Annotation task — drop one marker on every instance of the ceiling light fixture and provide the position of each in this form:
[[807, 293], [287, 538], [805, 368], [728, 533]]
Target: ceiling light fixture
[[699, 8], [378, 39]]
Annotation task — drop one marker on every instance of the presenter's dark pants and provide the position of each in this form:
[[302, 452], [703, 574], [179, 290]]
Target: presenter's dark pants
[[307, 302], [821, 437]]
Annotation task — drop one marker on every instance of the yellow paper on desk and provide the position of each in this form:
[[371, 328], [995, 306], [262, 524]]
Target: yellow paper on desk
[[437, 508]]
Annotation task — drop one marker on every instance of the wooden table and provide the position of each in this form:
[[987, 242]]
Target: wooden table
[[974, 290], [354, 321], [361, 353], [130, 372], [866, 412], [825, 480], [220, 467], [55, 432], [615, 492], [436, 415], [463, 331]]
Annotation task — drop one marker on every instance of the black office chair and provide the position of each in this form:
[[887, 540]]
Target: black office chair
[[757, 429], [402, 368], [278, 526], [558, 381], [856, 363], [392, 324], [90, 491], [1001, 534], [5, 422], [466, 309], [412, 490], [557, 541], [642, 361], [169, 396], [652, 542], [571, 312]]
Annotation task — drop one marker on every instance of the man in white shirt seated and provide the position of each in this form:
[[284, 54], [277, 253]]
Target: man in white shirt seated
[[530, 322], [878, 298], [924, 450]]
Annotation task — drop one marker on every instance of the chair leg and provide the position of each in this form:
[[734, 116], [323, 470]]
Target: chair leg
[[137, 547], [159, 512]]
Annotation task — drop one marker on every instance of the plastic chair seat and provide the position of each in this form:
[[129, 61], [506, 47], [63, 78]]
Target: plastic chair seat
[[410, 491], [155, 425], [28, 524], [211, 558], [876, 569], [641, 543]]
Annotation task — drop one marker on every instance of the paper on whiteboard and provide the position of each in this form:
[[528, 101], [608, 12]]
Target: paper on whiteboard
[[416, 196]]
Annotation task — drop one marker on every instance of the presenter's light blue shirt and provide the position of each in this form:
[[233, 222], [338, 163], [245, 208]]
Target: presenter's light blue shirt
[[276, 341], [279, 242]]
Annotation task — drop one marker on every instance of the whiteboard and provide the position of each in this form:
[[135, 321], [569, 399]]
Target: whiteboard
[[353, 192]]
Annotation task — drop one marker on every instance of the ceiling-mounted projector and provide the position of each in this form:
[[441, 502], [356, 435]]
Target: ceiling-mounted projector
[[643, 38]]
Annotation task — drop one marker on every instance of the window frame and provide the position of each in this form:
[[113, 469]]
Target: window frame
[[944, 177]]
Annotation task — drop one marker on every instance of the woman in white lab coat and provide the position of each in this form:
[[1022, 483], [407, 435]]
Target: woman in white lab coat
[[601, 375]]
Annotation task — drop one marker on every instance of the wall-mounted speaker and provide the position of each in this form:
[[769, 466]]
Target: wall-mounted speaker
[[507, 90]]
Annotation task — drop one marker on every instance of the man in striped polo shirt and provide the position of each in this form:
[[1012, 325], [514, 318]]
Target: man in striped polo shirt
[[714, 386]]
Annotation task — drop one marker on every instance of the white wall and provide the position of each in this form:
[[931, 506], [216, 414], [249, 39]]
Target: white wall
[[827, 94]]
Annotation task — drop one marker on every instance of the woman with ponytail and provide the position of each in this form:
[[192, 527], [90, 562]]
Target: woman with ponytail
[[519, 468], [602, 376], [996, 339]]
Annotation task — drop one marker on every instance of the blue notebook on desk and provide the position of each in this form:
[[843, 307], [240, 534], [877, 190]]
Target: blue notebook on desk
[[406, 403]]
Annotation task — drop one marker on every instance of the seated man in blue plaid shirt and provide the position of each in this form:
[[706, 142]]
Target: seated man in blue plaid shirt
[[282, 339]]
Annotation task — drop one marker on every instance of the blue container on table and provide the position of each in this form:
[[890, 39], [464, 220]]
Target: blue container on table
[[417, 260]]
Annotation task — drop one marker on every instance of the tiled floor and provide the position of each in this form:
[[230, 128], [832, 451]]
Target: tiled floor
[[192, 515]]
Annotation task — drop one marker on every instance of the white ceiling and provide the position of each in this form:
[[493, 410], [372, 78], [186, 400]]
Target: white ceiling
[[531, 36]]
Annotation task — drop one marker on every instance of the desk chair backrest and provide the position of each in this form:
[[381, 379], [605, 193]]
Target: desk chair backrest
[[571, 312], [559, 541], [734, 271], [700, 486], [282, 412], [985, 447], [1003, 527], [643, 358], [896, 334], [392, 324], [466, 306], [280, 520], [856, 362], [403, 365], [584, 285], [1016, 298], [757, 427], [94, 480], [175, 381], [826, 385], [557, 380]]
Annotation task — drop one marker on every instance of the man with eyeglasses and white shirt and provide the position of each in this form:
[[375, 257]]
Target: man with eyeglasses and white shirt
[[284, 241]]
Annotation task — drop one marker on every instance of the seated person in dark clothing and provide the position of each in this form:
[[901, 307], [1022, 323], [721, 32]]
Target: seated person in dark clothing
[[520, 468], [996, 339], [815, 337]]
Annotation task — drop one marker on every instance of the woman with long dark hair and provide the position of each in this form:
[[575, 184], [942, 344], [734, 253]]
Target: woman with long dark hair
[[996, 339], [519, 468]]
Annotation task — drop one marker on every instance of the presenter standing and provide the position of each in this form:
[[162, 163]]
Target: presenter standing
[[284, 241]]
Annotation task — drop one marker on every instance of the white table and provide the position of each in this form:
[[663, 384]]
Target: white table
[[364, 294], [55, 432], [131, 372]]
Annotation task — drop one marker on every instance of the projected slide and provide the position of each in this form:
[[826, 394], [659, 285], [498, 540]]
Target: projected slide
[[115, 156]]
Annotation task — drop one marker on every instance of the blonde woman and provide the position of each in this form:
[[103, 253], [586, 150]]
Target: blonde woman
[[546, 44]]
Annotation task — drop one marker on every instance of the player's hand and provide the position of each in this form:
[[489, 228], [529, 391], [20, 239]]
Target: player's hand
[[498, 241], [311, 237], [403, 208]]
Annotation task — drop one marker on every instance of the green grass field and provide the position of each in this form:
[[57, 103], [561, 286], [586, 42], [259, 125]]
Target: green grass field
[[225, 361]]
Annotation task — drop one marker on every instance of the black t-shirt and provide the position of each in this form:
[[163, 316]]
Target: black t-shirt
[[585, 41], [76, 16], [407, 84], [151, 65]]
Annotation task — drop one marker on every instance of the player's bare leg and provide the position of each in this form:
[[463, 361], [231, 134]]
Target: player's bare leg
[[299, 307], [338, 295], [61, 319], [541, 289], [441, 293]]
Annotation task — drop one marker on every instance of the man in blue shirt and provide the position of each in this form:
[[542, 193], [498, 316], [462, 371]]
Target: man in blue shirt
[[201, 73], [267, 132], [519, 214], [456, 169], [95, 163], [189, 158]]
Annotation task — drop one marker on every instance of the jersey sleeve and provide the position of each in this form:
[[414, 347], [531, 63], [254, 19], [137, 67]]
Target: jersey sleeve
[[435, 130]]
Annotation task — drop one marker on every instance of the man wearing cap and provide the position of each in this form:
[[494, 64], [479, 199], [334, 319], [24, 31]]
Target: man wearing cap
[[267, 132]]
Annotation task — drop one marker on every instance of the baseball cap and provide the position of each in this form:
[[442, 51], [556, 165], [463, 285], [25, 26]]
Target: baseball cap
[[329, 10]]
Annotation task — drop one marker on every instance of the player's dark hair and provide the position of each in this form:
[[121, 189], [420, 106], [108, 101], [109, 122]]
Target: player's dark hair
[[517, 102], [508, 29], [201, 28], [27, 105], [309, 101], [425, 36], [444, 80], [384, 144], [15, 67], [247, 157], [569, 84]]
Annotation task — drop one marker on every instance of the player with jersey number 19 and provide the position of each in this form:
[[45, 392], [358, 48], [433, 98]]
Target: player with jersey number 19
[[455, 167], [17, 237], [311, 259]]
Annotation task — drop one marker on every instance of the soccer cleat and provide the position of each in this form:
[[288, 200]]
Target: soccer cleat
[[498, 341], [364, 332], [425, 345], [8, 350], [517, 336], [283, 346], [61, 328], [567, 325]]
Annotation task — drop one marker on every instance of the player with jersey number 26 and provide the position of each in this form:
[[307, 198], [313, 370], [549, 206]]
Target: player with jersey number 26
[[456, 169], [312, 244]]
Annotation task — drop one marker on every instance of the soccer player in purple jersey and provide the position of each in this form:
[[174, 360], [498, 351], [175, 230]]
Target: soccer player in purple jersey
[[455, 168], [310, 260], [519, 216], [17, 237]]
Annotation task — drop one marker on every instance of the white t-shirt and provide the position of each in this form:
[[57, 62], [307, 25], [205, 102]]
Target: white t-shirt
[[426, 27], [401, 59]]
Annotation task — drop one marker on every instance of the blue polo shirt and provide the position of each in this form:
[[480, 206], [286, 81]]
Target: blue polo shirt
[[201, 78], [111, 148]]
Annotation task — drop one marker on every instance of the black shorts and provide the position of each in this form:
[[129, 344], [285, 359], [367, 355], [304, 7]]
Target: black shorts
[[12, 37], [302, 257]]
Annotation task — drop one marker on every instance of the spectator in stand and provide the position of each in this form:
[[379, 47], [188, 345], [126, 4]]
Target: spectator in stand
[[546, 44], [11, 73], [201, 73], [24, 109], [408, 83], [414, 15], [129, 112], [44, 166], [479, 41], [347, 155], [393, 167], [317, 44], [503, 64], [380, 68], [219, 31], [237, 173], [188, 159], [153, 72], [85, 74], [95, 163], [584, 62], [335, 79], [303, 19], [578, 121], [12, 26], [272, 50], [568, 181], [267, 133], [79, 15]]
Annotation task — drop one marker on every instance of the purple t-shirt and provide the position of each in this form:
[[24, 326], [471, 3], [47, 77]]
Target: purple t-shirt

Work to be completed: In the listing above, find the line with "of the blonde" and the line with "[[542, 193], [498, 316], [462, 371]]"; set down exactly those two lines and every line between them, nothing more.

Finished task:
Annotation task — drop one marker on every instance of the blonde woman and provide the position of each in this form:
[[103, 253], [586, 150]]
Target: blonde woman
[[546, 44]]
Annotation task — drop one marker on every instance of the player's hand and provide the position of each in this form:
[[489, 228], [529, 391], [20, 239]]
Target: player's hand
[[498, 241], [311, 237], [403, 208]]
Annotation task — drop one marker on every instance of the green grass field and provide the position of each in this form:
[[57, 103], [561, 286], [586, 42], [259, 125]]
Target: green grass field
[[225, 361]]
Annotation task — drop one marker on every instance of the black t-shirt and provide the position of each in this form:
[[163, 316]]
Target: black t-shirt
[[585, 41], [76, 16], [407, 84], [151, 65]]
Annotation task — drop one marker on every instance of the player's bare leg and provide the position of each in this form:
[[463, 361], [231, 134]]
Target: player's bare leg
[[299, 307], [338, 295], [61, 319], [541, 289], [441, 293]]
Annotation task — drop one marker on every instance of the man in blue shirt and provide the position of each in this form:
[[542, 193], [498, 316], [462, 371]]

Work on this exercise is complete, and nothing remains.